## [Text segment]
(begin)

We have already examined the placing of “consultant” Kathleen Sill on the state payroll and paying her $437,000 plus $12,900 in air travel for 21 flights for her between Baton Rouge and her Columbia, S.C. home.

And we told you about DPS Undersecretary Jill Boudreaux’s taking a $46,000 cash payout incentive to retire at her $92,000 per year salary as Deputy Undersecretary, plus about $13,000 in payment for 300 hours of accrued annual leave and then re-hiring two days later—with a promotion to Undersecretary and at a higher salary of $118,600—while keeping the incentive payment and annual leave payment.

We even told you about then-Commissioner of Administration Angelé Davis ordering her to repay the money but resigning before she could follow through on her instructions. Under her successor, Paul Rainwater, the matter was quietly forgotten.

But we didn’t tell you about Boudreaux’s son-in-law Matthew Guthrie who, while employed in an offshore job, was simultaneously on the payroll for seven months (from April 2, 2012 to Nov. 9, 2012) as a $25 per hour “specialist” for the State Police Oil Spill Commission.

Nor did we tell you about John W. Alario, the son of Senate President John Alario (R-Westwego) who serves as the $95,000 a year director of the DPS Liquefied Petroleum Gas Commission. (We had earlier told you about his wife, Dionne Alario, who was hired in November o 2013 at a salary of $56,300 to work out of her Westwego home supervising state police personnel in Baton Rouge—something of a logistics problem, to say the least.)

Or about Danielle Rainwater, daughter of former Commissioner of Administration Paul Rainwater, who works as a “specialist” for State Police.

And then there are the spouses brought into the fold.

Jason Starnes has benefitted from two quick promotions since 2009 as his salary jumped from $59,800 to $81,250, an increase of almost 36 percent.

As if that were not enough, his wife Tammy was brought in from another agency on Jan. 13 of this year as an Audit Manager at a salary of $92,900. So not only does she now make nearly $11,700 a year more than her husband, she also is in charge of monitoring the agency’s financial transactions, including those of her husband.

In January of 2008, just before Edmonson was named Superintendent of State Police by Gov. Bobby Jindal, State Trooper Charles Dupuy was pulling down $80,500. Today, as Edmonson’s Chief of Staff, he makes $122,200, a bump of nearly $42,000, or 52 percent. Dupuy, it should be noted, is the Edmonson staffer who originated the drive to push the Edmonson Amendment through the Legislature on the last day of the session that gives his boss a $55,000 pension boost because the amendment allows Edmonson to revoke his decision to freeze his retirement at 100 percent of his $79,000 captain’s salary some 15 years or so ago to 100 percent of his current colonel’s salary of $134,000.

Kelly McNamara and Dupuy, both troopers, met at work and eventually married and Kelly Dupuy’s star began ascending almost immediately. Her salary has gone from $65,000 in 2009 to $80,600 today

Doug Cain serves as State Police Public Affairs Commander at $79,000 per year but the position appears to have been created especially for him, according to payroll records.

State Civil Service records for most promotions indicate whether or not the person being promoted is moving into a slot previously occupied by someone else. In Cain’s case the “Former Incumbent” block on the promotion form is blank indicating there was no one in that position prior to Cain’s being named to it.

The same is true for Edmonson’s brother Paul Edmonson.

(end)

## [Provided records]
(begin)

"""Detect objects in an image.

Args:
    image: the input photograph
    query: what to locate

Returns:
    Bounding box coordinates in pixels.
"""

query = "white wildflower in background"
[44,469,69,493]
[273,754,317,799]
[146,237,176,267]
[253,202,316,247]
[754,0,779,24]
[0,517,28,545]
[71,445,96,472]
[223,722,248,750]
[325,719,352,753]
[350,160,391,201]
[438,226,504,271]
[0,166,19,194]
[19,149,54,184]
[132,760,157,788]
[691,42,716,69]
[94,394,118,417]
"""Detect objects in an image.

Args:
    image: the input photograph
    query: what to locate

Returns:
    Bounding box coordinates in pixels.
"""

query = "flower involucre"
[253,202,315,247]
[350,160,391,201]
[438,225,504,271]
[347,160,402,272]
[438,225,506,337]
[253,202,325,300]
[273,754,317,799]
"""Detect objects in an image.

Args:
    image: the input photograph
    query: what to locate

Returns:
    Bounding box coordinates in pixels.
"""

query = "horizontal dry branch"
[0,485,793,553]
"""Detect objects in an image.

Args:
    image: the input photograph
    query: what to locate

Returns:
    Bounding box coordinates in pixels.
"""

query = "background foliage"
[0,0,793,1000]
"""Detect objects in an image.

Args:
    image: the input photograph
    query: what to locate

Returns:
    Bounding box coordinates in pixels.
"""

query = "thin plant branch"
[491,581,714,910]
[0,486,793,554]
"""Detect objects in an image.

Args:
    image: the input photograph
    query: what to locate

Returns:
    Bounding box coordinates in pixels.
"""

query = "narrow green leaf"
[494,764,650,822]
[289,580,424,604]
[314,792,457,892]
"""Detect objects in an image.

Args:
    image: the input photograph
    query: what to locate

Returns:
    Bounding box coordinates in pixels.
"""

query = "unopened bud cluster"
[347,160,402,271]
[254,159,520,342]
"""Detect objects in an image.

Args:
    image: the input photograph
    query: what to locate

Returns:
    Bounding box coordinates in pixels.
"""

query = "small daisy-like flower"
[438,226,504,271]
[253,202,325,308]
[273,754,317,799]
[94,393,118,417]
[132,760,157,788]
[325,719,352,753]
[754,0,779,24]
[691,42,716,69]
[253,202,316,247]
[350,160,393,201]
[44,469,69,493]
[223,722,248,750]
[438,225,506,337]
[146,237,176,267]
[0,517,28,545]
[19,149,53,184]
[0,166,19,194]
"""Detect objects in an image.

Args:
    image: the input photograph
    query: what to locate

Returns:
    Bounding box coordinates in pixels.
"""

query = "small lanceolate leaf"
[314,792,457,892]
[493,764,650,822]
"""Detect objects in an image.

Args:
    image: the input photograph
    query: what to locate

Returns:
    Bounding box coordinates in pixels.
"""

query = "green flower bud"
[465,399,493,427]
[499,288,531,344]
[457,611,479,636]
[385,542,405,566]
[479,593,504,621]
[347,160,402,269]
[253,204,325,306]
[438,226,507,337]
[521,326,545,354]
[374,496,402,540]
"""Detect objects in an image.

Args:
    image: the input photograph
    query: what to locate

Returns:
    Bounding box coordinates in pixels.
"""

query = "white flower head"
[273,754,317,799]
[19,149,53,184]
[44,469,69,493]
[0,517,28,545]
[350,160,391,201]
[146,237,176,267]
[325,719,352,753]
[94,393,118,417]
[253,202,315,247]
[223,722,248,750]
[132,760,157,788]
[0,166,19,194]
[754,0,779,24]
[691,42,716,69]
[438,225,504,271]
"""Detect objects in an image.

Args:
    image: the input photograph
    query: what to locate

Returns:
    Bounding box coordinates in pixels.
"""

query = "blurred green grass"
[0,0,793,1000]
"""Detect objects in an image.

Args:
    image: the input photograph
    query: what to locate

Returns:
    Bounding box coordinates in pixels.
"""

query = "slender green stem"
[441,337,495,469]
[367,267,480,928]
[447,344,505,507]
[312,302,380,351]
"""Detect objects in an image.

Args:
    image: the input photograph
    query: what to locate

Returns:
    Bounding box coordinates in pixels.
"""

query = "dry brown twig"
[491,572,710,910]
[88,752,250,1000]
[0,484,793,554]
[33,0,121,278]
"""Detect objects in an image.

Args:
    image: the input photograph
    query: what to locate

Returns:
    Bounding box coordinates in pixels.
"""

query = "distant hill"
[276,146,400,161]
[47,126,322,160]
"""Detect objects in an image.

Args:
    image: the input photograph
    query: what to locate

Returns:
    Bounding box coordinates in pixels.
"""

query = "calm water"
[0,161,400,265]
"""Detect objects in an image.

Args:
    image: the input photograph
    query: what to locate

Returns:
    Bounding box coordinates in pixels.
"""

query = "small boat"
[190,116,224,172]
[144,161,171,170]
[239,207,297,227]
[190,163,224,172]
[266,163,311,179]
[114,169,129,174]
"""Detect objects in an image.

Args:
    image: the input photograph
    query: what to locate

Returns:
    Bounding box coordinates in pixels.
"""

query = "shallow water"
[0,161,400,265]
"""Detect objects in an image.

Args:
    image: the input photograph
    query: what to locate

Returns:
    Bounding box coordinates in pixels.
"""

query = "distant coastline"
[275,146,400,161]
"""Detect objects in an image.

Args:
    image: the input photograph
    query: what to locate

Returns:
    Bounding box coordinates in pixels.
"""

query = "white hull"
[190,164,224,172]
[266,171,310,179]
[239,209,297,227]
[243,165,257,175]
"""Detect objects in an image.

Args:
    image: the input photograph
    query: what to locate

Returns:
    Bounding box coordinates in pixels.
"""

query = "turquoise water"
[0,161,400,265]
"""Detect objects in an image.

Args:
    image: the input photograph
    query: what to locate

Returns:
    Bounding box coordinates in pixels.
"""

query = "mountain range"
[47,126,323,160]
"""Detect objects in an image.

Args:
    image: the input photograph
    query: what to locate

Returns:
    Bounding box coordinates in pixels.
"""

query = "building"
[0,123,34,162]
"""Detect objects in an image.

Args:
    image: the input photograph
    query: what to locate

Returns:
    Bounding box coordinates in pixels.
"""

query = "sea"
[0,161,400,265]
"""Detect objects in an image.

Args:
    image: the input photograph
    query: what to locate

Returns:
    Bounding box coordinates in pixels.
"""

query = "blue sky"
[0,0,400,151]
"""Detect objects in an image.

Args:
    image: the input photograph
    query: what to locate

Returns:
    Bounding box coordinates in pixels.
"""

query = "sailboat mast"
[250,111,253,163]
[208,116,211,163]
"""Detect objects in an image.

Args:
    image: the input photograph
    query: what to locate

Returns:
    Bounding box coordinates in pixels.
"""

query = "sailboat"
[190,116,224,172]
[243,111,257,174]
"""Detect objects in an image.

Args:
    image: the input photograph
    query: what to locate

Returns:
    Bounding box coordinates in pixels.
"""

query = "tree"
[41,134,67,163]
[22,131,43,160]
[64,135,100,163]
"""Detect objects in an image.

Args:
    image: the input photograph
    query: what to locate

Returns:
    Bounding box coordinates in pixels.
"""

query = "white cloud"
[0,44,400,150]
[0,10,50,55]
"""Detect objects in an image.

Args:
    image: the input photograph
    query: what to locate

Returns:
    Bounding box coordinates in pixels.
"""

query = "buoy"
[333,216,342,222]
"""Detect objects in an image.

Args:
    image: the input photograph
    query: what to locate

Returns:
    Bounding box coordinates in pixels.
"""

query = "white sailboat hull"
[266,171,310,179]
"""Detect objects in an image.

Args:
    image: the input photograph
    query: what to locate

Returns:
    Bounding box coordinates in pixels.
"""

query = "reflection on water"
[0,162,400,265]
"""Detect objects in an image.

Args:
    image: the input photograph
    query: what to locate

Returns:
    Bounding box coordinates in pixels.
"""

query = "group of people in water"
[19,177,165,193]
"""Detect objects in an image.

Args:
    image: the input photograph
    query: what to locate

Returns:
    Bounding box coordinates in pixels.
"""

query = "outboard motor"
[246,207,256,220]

(end)

## [Problems]
• A. In the State Police payroll text, what job and salary was Tammy Starnes hired into?
• B. For each statement, say yes or no depending on whether it agrees with the State Police payroll text, and quote the words that decide it. (i) Kathleen Sill's air travel covered 21 flights between Baton Rouge and her home in Columbia, S.C. (ii) Matthew Guthrie was on the State Police Oil Spill Commission payroll for twelve months. (iii) The "Former Incumbent" block on Doug Cain's promotion form named the person who held the job before him.
• C. Pick up the State Police payroll text right after its last sentence and keep it going.
The lines have nothing to do with the State Police payroll text.

## [Answers in order]
• A. Audit Manager, at a salary of $92,900.

• B.
(i) Yes: "$12,900 in air travel for 21 flights for her between Baton Rouge and her Columbia, S.C. home"
(ii) No: "on the payroll for seven months (from April 2, 2012 to Nov. 9, 2012)"
(iii) No: "the “Former Incumbent” block on the promotion form is blank"

• C.
On Sept. 7, 2011, Paul Edmonson was promoted from lieutenant to Captain, filling the spot previously held by Scott Reggio. On Oct. 10, 2013, Paul Edmonson was again promoted, this time to the rank of major. This time however, he was promoted into a spot in which there was no incumbent, indicating that the position was created especially for his benefit.

His rise has been nothing less than meteoric. Since December of 2006, less than eight years ago, he has gone from the rank of sergeant to lieutenant to captain to major at warp speed and his pay rose accordingly, from $57,500 to $93,000 a year, a 62 percent increase—all under the watchful eye of his brother.

And keep in mind all this transpired while the rank and file state troopers—and other state employees—were having to make do without pay raises.

As his reward for taking care of his people in such a noble way, Dupuy and State Sen. Neil Riser (R-Columbia) conspired, along with Gov. Bobby Jindal, to sneak the amendment to Senate Bill 294 during the closing minutes of the session that allowed Mike Edmonson a “do-over” on his decision to enter the state’s Deferred Retirement Option Plan (DROP) which froze his retirement at his pay at that time.

The major problem with that little plan is that it leaves other state troopers and state employees who similarly opted to enter DROP and then received significant promotions or raises out in the cold because the amendment does not afford the same opportunity for them.

Accordingly, a group of retired state troopers have indicated their willingness to litigate the matter should the LSPRS board not decide to challenge the amendment in court themselves.

And it’s not at all likely the board will take that decisive step—for two reasons, neither of them sound.

First, Florida attorney Robert Klausner, an authority on pension law, advised that the amendment is unconstitutional and that the board should simply ignore it and refused to pay the increased pension should Edmonson and one other trooper caught up in the language’s net apply for the higher benefits.

The board would have a difficult time justifying such action, however, because it is bound by the Louisiana Constitution to comply with laws passed by the Legislature. The only recourse to that action would be to file a lawsuit formally challenging the constitutionality of the amendment. To ignore it would solve nothing, several attorneys and State Treasurer John Kennedy, a member of the board, have said.

Second, the LSPRS board is stacked heavily with those who are unquestionably Edmonson and Jindal loyalists. It was Jindal who signed the bill into law as Act 859 and his Commissioner of Administration Kristy Kreme Nichols is an ex-officio member of the board, assigning as her designee Andrea Hubbard. No way she’s going against the administration.

State Sen. Elbert Guillory (R/D/R-Opelousas), chairman of the Senate Retirement Committee, is nothing short of wishy-washy as evidenced by his constant switching from Republican to Democrat and back to Republican. He is Jindal’s lap dog and would cut his throat before invoking the governor’s ire and potential endorsement for lieutenant governor.

Dupuy is a member as well but should be run off by a mean, biting dog if he does not abstain from voting for his obvious conflict of interest as Edmonson’s Chief of Staff as well as the one who originally pushed the amendment.

A couple of other members are active troopers and they are a lock for bucking litigation since their boss will be watching and waiting for any sign of weakness or betrayal.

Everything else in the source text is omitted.